*EXERCISE DESCRIPTION*.
Reproduce the data below with every instance of "bounding box" changed to "enclosing rectangle" and everything else left as it is. Omit the pictures from your version.

*DATA TO USE*.
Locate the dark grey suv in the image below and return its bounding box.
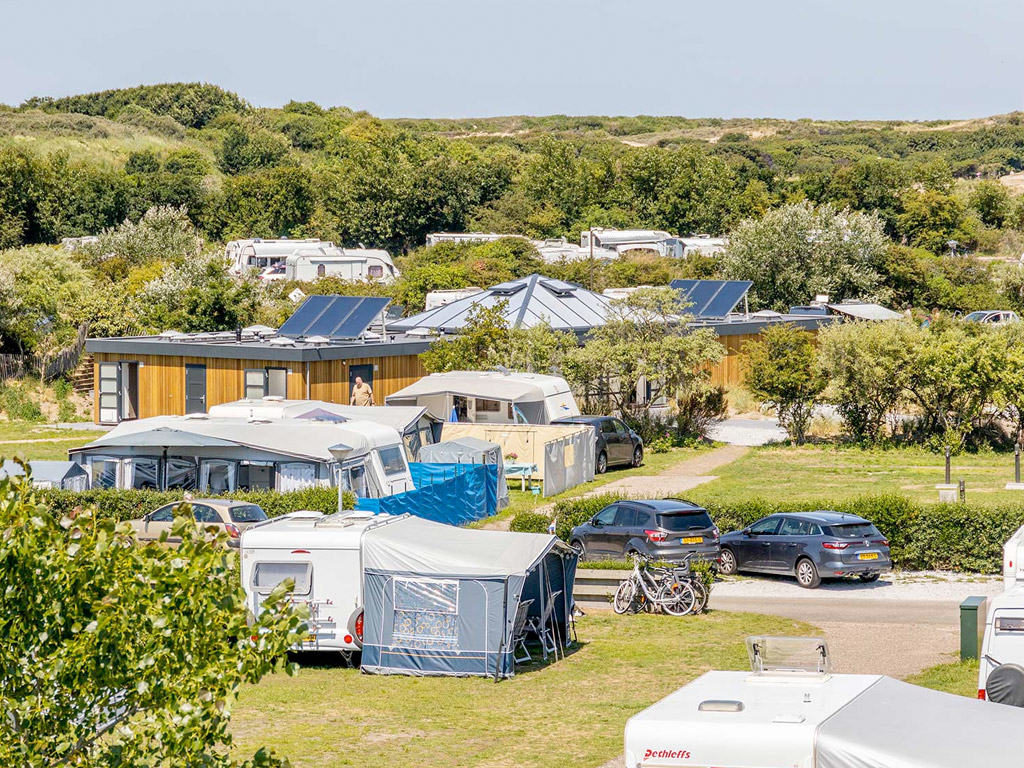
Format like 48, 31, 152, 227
569, 499, 719, 562
721, 511, 892, 589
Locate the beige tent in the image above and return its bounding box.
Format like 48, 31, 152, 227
441, 422, 596, 496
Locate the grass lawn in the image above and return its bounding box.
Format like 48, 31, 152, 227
231, 611, 813, 768
0, 421, 106, 461
691, 445, 1024, 512
469, 445, 711, 527
906, 659, 978, 698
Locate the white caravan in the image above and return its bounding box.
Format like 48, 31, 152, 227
978, 584, 1024, 707
224, 238, 334, 274
625, 638, 1024, 768
239, 512, 408, 655
274, 248, 398, 284
387, 371, 580, 424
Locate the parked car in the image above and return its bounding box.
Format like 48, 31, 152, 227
964, 309, 1021, 326
721, 511, 892, 589
551, 416, 643, 474
569, 499, 719, 562
129, 499, 267, 547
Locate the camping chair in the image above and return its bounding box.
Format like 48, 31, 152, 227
512, 600, 534, 664
526, 590, 562, 662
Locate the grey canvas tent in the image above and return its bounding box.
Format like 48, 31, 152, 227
361, 517, 577, 678
0, 461, 89, 490
420, 435, 509, 509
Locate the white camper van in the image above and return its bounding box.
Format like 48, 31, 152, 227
240, 512, 406, 654
625, 638, 1024, 768
224, 238, 334, 274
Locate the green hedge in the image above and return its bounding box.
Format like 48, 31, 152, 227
555, 494, 1024, 573
37, 487, 355, 520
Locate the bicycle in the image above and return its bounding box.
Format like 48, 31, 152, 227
612, 555, 699, 616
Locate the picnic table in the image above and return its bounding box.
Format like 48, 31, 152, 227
505, 462, 537, 490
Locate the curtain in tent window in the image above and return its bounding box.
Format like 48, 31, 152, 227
278, 462, 316, 493
199, 459, 237, 494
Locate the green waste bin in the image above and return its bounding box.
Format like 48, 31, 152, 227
961, 595, 988, 659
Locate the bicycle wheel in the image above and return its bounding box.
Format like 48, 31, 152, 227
657, 582, 697, 616
611, 579, 637, 615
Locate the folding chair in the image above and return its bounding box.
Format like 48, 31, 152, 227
512, 600, 534, 664
526, 590, 562, 662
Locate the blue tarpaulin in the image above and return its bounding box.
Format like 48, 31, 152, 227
355, 462, 498, 525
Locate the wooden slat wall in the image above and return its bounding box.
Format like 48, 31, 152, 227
92, 353, 426, 422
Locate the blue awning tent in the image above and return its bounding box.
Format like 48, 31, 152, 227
361, 518, 577, 678
355, 462, 501, 525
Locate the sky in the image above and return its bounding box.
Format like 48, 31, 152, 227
0, 0, 1024, 120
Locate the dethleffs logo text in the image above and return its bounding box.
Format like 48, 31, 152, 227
643, 750, 690, 760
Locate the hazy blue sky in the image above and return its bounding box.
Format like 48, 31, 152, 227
0, 0, 1024, 119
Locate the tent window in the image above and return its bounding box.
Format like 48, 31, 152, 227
253, 562, 313, 595
392, 579, 459, 650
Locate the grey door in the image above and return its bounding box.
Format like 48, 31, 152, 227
185, 366, 206, 414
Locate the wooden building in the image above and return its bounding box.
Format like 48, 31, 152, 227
86, 329, 429, 424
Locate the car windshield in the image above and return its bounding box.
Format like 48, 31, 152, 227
657, 509, 715, 530
828, 522, 880, 539
228, 504, 266, 522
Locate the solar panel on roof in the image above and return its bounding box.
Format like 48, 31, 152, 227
671, 280, 753, 318
278, 296, 390, 339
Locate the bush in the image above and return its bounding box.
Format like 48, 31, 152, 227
39, 487, 355, 520
555, 494, 625, 541
509, 512, 551, 534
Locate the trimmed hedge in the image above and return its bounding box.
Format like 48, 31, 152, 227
555, 494, 1024, 573
36, 487, 355, 520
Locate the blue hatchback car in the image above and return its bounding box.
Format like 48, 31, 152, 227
720, 511, 892, 589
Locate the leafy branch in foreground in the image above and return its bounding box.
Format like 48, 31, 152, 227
0, 468, 304, 768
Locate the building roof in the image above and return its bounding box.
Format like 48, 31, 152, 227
387, 371, 569, 408
72, 415, 401, 461
827, 301, 903, 321
390, 274, 610, 333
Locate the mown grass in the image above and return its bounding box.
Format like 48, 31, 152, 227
691, 445, 1024, 512
906, 658, 978, 698
231, 611, 813, 768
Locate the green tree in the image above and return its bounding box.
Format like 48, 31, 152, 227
818, 322, 918, 442
722, 202, 889, 312
0, 476, 304, 768
743, 324, 825, 444
563, 288, 724, 423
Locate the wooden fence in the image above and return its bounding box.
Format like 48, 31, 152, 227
0, 323, 89, 381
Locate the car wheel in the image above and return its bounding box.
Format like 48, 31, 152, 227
797, 557, 821, 590
569, 539, 587, 560
721, 549, 739, 575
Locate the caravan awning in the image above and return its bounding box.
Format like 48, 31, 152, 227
362, 517, 571, 578
815, 677, 1024, 768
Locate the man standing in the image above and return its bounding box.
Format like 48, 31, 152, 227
349, 376, 374, 406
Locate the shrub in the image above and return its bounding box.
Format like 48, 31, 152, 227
39, 487, 355, 520
509, 512, 551, 534
555, 494, 624, 541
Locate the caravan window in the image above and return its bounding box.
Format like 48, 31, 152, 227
253, 562, 313, 595
377, 445, 406, 475
392, 579, 459, 649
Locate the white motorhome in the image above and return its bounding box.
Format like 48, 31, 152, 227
387, 371, 580, 424
278, 247, 398, 284
625, 638, 1024, 768
239, 511, 406, 655
224, 238, 334, 274
978, 584, 1024, 707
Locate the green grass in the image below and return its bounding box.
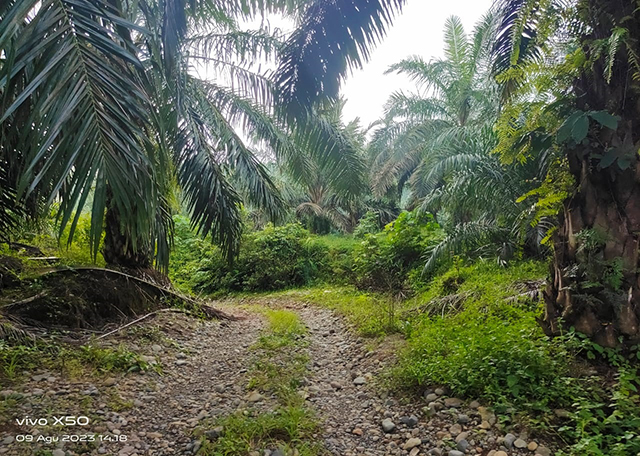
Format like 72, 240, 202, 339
0, 341, 149, 386
271, 285, 406, 337
199, 406, 321, 456
317, 234, 362, 250
196, 308, 322, 456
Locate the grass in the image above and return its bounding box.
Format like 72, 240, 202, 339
270, 285, 402, 337
317, 234, 362, 250
200, 406, 319, 456
0, 341, 150, 386
196, 309, 322, 456
272, 261, 640, 456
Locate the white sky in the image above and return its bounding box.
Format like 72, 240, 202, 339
342, 0, 493, 126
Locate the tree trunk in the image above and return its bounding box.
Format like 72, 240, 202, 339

*PROBLEM SOLUTION*.
Locate the dark grey suv in the image below and return its enclosing rectangle.
Format like 48, 31, 152, 227
569, 499, 719, 562
721, 511, 892, 589
Locate the beige tent in the image above and return its enclosing rectangle.
Format like 48, 31, 152, 227
441, 422, 596, 496
Locate the grass lawn in the image above and return its enclosing rectangle.
Format like 48, 31, 152, 227
231, 611, 813, 768
0, 421, 106, 461
691, 445, 1024, 512
469, 445, 711, 527
906, 659, 978, 698
Locate the white caravan in the image above and return its enclosing rectangle.
Format like 48, 31, 152, 227
978, 584, 1024, 707
224, 238, 334, 274
625, 638, 1024, 768
239, 512, 408, 655
274, 248, 398, 284
387, 371, 580, 424
Locate the parked car in the image above and return its enclosing rectangle.
Format like 48, 31, 152, 227
964, 309, 1021, 326
721, 511, 892, 589
551, 416, 643, 474
569, 499, 719, 562
129, 499, 267, 547
Locate the camping chair in the image above and return its enclosing rectangle.
Format like 48, 31, 152, 227
512, 600, 534, 664
526, 590, 562, 662
Locate the grey canvas tent in the image above and return its enclosing rectangle.
Format like 48, 31, 152, 227
361, 517, 577, 678
0, 461, 89, 490
420, 435, 509, 509
Locate the white camper van in the image above and return its enclosing rectangle.
Format like 48, 31, 152, 227
240, 512, 406, 654
625, 638, 1024, 768
224, 238, 334, 274
Locate the green hedge in the image above and return its enclosing rectangle.
Format like 48, 31, 152, 227
555, 494, 1024, 573
37, 487, 355, 520
Locate the bicycle in the image above and return its enclosing rectangle.
Format like 48, 31, 152, 227
612, 555, 699, 616
Locate the picnic table in the image above and return its enclosing rectangle.
Format like 48, 31, 152, 227
505, 462, 537, 490
Locate the curtain in tent window in the image above and return its enclosing rectangle.
Format like 48, 31, 152, 227
278, 462, 316, 493
199, 459, 237, 494
Locate the green waste bin in the image above and return its enclosing rectangle.
Format like 48, 31, 152, 227
961, 595, 988, 659
Locate the bicycle wheel in the image above and return its enclosing rectangle.
Format like 48, 31, 152, 227
657, 582, 697, 616
611, 579, 637, 615
Locate the folding chair in the image above and return its enclosing rectangle.
Format like 48, 31, 152, 227
512, 600, 534, 664
526, 590, 562, 662
Locate the blue tarpaulin in the image above and return its enclosing rectangle.
Format like 48, 31, 152, 227
355, 462, 498, 525
Locate the wooden slat wall in the image above and return its enclosing rectangle.
Format like 48, 31, 152, 227
92, 353, 426, 422
Locate the blue awning tent in the image above and return its enclosing rectangle.
Format like 48, 31, 152, 227
361, 518, 577, 678
355, 462, 501, 525
Locate the sky in the image above and return its enclosing rectangle.
Format like 48, 31, 152, 227
0, 0, 1024, 120
Locate the dethleffs logo text in the image above and return its enclosing rectangle.
Format like 48, 31, 152, 227
643, 750, 690, 760
Locate the hazy blue sky in the image above and return its enclosing rectangle.
Format like 48, 31, 152, 227
0, 0, 1024, 119
Locate the tent window in the image above and return its enclosing rectangle.
Format like 48, 31, 152, 227
253, 562, 313, 595
392, 579, 459, 650
Locate the grey door in the image above and return its enclosing rectangle.
Format like 48, 31, 152, 227
185, 366, 206, 414
Locate the wooden building in the image above and return its enclosing rectangle.
Format like 48, 31, 152, 227
86, 329, 429, 424
Locate the car windshield in the image above and return its enclosing rectangle.
Format like 48, 31, 152, 227
657, 509, 715, 530
828, 522, 880, 539
228, 504, 266, 522
Locate the solar panel on roof in the image above and return its enclosing rectangle.
Format like 48, 31, 152, 227
671, 280, 753, 318
278, 296, 390, 339
Locate the bush in the image above and return its enclosing rectangle.
Format like 48, 31, 152, 227
39, 487, 355, 520
555, 494, 625, 541
509, 512, 551, 534
Locate the trimmed hedge in the image above and return its enclosing rectangle.
Format like 48, 31, 152, 227
555, 494, 1024, 573
36, 487, 355, 520
Locate the blue hatchback car in the image above and return its enclosing rectangle.
Format like 48, 31, 152, 227
720, 511, 892, 589
Locate the leafy branch in foreground in the image above and return its enclosing rectangle.
Format like 48, 31, 152, 227
0, 468, 304, 768
Locate the building roof in the image above and return its enclosing rectangle.
Format like 48, 31, 152, 227
387, 371, 569, 408
72, 415, 401, 461
827, 301, 903, 321
390, 274, 610, 333
Locate the mown grass in the image above and return its enclosing rectangle.
Format like 48, 31, 152, 227
691, 445, 1024, 512
906, 658, 978, 698
231, 611, 813, 768
Locate the green tree in the image above and return its enclosing rectangle.
Format like 48, 31, 152, 227
818, 322, 918, 442
722, 202, 889, 312
0, 476, 304, 768
743, 324, 825, 444
563, 288, 724, 423
Locate the wooden fence in the image above and return its enclosing rectangle.
Format like 48, 31, 152, 227
0, 323, 89, 381
Locate the car wheel in the image above and return its enclosing rectangle.
Format like 48, 31, 152, 227
797, 557, 821, 590
569, 539, 587, 560
721, 549, 739, 575
Locate the caravan awning in the image above and return its enclosing rectangle.
Format like 48, 31, 152, 227
362, 517, 571, 578
815, 677, 1024, 768
Locate the man standing in the image above and return its enclosing rectangle.
Format like 48, 31, 152, 227
349, 376, 374, 406
Locate the shrub in the image above and return its enclosing rectangle.
Format like 48, 31, 152, 227
39, 487, 355, 520
509, 512, 551, 534
555, 494, 624, 541
Locate the caravan window in the image above and return its enclosing rectangle.
Format like 48, 31, 152, 227
253, 562, 313, 595
377, 445, 406, 475
392, 579, 459, 649
Locate the white motorhome in the image above and return its enclosing rectangle.
Format like 48, 31, 152, 227
387, 371, 580, 424
278, 247, 398, 284
625, 638, 1024, 768
239, 511, 406, 655
224, 238, 334, 274
978, 584, 1024, 707
Locate the green grass in the image below and return its enclosing rectangle.
Format like 72, 240, 202, 339
0, 341, 149, 386
271, 285, 406, 337
199, 406, 321, 456
317, 234, 362, 250
196, 308, 322, 456
Locate the grass in the image above and return its enclosing rectangle.
Format like 72, 240, 202, 339
270, 285, 402, 337
317, 234, 362, 250
200, 406, 319, 456
0, 341, 150, 386
196, 309, 322, 456
272, 261, 640, 456
Locate the white sky in the image above and return its enclosing rectangle.
Format like 72, 240, 202, 339
342, 0, 493, 126
Locate the tree trunk in the image above and return its enclosing rectangle.
Format like 72, 240, 202, 339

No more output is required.